ASSIGNMENT -
Make an exact copy of the entries below.

....................

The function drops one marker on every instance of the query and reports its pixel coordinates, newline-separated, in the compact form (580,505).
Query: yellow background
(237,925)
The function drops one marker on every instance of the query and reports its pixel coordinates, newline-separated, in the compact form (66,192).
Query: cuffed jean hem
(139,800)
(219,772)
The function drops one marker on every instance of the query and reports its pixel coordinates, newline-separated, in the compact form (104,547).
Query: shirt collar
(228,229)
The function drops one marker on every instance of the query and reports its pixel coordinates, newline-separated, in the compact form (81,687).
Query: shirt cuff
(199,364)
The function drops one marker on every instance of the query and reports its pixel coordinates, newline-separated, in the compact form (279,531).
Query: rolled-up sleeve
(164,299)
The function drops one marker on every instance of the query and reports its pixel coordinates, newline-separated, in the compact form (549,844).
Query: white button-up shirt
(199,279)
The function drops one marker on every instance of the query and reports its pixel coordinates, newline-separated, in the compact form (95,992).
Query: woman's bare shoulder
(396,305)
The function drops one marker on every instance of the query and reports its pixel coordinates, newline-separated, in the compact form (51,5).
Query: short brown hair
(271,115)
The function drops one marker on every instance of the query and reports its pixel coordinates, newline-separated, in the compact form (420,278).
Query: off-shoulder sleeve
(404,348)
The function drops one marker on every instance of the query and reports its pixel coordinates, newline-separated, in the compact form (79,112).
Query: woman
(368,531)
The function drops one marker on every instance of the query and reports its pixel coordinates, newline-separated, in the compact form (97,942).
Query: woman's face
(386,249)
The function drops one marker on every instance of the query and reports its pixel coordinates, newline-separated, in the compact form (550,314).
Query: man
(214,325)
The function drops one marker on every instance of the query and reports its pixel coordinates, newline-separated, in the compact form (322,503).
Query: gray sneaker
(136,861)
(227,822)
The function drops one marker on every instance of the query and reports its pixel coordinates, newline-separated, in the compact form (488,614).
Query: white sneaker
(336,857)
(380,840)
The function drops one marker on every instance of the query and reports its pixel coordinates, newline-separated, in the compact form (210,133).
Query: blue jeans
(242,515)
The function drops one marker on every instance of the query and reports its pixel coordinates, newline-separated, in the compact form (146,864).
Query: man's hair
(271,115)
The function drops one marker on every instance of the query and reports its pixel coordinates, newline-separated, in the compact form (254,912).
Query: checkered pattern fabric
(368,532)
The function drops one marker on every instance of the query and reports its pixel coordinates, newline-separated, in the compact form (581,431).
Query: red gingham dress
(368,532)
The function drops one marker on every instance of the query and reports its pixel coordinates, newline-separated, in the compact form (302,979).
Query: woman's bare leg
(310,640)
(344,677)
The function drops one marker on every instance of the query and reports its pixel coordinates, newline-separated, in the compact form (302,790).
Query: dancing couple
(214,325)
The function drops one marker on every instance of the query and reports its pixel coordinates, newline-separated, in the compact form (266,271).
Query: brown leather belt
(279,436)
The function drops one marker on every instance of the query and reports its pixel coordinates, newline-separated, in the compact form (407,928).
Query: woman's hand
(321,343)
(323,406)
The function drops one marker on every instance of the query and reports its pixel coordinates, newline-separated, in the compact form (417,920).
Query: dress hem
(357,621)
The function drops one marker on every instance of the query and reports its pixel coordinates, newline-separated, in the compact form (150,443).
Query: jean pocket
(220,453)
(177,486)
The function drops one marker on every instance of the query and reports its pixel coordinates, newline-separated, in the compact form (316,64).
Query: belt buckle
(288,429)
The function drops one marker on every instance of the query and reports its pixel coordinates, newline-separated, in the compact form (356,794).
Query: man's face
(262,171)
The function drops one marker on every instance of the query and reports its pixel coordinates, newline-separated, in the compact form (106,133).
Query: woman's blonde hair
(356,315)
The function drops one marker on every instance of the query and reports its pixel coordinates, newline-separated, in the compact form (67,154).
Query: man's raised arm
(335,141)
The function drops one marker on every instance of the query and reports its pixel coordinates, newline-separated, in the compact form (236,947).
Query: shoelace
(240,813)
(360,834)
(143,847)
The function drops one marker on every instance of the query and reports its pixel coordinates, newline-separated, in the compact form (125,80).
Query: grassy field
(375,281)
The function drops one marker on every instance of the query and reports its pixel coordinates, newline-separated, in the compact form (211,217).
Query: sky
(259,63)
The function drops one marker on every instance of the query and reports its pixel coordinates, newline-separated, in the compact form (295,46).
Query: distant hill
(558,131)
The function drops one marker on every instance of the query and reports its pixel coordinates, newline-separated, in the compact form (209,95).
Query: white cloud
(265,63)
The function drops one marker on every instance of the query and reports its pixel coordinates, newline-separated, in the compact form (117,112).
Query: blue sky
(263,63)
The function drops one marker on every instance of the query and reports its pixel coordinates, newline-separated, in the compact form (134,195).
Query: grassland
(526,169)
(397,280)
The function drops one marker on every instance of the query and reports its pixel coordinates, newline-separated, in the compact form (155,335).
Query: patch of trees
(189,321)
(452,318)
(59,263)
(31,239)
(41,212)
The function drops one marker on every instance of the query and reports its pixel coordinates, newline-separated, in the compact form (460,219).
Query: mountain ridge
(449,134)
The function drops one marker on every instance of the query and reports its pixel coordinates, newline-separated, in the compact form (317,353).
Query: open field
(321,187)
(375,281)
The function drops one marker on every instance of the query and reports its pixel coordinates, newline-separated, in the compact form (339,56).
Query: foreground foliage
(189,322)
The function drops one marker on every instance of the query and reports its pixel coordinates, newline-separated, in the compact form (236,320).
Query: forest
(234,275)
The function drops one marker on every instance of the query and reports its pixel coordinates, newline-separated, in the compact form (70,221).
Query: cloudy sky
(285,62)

....................

EXERCISE RESULT -
The function drops one marker on every instance of the query and reports its pixel coordinates, newline-separated, in the compact form (580,505).
Query: yellow background
(237,925)
The function drops one marker on every instance of the query and reports its pixel coordinates, newline-separated, in the compact form (66,192).
Query: cuffed jean hem
(139,800)
(219,772)
The function drops one marker on every instance of the query and reports its pixel coordinates, newline-separated, in the compact form (104,547).
Query: shirt collar
(228,229)
The function drops one marker on every instance of the query and reports its pixel coordinates, newline-separated, in the compact form (81,687).
Query: shirt cuff
(199,364)
The function drops one marker on every instance of the query and reports its pixel coordinates, newline-separated, in the compact form (279,531).
Query: rolled-up sleeve
(164,299)
The function drops one marker on every instance of the query and reports its pixel coordinates, newline-separated, in the compact form (549,844).
Query: white button-up shirt
(199,279)
The function drops one marker on every instance of the query and reports its pixel coordinates, newline-separated, in the compact form (95,992).
Query: woman's bare shoulder
(396,305)
The function drops one marker on every instance of the query and reports its pixel coordinates, newline-separated, in the compact form (51,5).
Query: short brown hair
(271,115)
The function drops one marker on every instance of the query and reports its pixel coordinates, newline-separated, in the compact form (420,278).
Query: off-shoulder sleeve
(404,348)
The function drops one marker on every instance of the query and reports its pixel coordinates, newline-separated, in the compact form (79,112).
Query: woman
(368,531)
The function drops one marker on every instance of the query and reports its pixel coordinates, newline-separated, in the compact form (97,942).
Query: woman's face
(386,249)
The function drops one marker on every instance of the query and reports its pixel coordinates, newline-separated, in the compact form (550,314).
Query: man
(214,325)
The function drops one marker on every instance of the query and reports its pixel coordinates, newline-separated, in the compact form (322,503).
Query: gray sneaker
(136,861)
(227,822)
The function drops one marker on every instance of the query and reports its pixel coordinates, newline-separated, in the compact form (488,614).
Query: white sneaker
(336,857)
(380,840)
The function drops one marker on every instance of the query and reports its pixel coordinates, newline-separated, in the compact form (210,133).
Query: blue jeans
(242,515)
The function drops one marker on every instance of the query and reports its pixel coordinates, newline-separated, in the compact form (146,864).
Query: man's hair
(271,115)
The function drops one marker on every instance of the query and reports its pixel coordinates, newline-separated, in the compact form (254,912).
Query: checkered pattern fabric
(368,532)
The function drops one marker on every instance of the query and reports its pixel coordinates, newline-separated, in the compact form (581,431).
Query: red gingham dress
(368,532)
The function drops one marker on every instance of the query and reports its pixel coordinates, newline-separated, in the compact form (302,979).
Query: woman's bare leg
(310,640)
(344,677)
The function drops one marker on every instance of the query and reports its pixel coordinates, newline-separated, in the compact form (302,790).
Query: dancing couple
(214,325)
The function drops one marker on every instance of the query and reports its pixel coordinates, newline-separated, in the compact form (266,271).
Query: brown leather belt
(279,436)
The function drops one marker on every instance of the query and reports its pixel coordinates, newline-separated, in the compact form (407,928).
Query: woman's hand
(321,343)
(323,406)
The function drops one marker on every instance of the query and reports its pixel coordinates, newline-separated, in the compact form (417,920).
Query: dress hem
(357,621)
The function drops one marker on every instance of the query and reports its pixel coordinates, newline-separated, in the compact form (150,443).
Query: jean pocket
(220,453)
(177,486)
The function drops one marker on every instance of the query and reports its pixel coordinates, newline-separated, in the compact form (316,64).
Query: belt buckle
(288,429)
The function drops one marker on every instance of the query and reports its pixel coordinates, newline-separated, in the compact form (356,794).
Query: man's face
(262,171)
The function drops one marker on every instance of the query and reports its pixel coordinates, newline-separated, in the compact form (106,133).
Query: woman's blonde hair
(356,315)
The function drops one marker on every instance of the query and reports its pixel coordinates, newline-separated, in the compact form (67,154).
Query: man's raised arm
(335,141)
The function drops one marker on every instance of the query and reports its pixel coordinates, newline-separated, in the compact form (236,947).
Query: shoelace
(240,813)
(360,834)
(143,847)
The function drops one marker on every instance of the query and reports its pixel coordinates, newline-separated, in the compact form (125,80).
Query: grassy field
(375,281)
The function drops one marker on every instance of the query and reports its pixel coordinates, newline-separated, in the compact form (211,217).
Query: sky
(259,63)
The function drops one marker on every instance of the query and reports its pixel coordinates, newline-separated, in the compact form (295,46).
Query: distant hill
(558,131)
The function drops one marker on every instance of the query and reports its pixel coordinates, newline-separated, in the compact form (209,95).
Query: white cloud
(265,63)
The function drops one marker on every instance of the query and reports its pixel coordinates, newline-separated, in the compact form (117,112).
Query: blue sky
(263,63)
The function drops one marker on every instance of the query and reports its pixel coordinates, newline-separated, in the compact form (134,195).
Query: grassland
(526,169)
(397,280)
The function drops one marker on every instance of the query and reports its pixel coordinates, newline-separated, in the compact form (155,335).
Query: patch of trees
(189,321)
(452,318)
(59,263)
(31,239)
(41,212)
The function drops one marker on every instance of the query and reports its pixel coordinates, newline-separated, in the compact form (460,219).
Query: mountain ridge
(449,134)
The function drops one marker on every instance of the query and reports its pixel coordinates, newline-separated, in the compact form (317,353).
Query: open field
(321,187)
(375,281)
The function drops one marker on every instance of the query and reports its pixel coordinates, newline-separated, in the compact form (339,56).
Query: foreground foliage
(189,322)
The function drops one marker on every instance of the query and reports its pixel coordinates, newline-separated, in the compact form (236,320).
Query: forest
(234,275)
The function drops one marker on every instance of the query and reports its pixel coordinates, newline-separated, in the compact form (70,221).
Query: cloudy sky
(285,62)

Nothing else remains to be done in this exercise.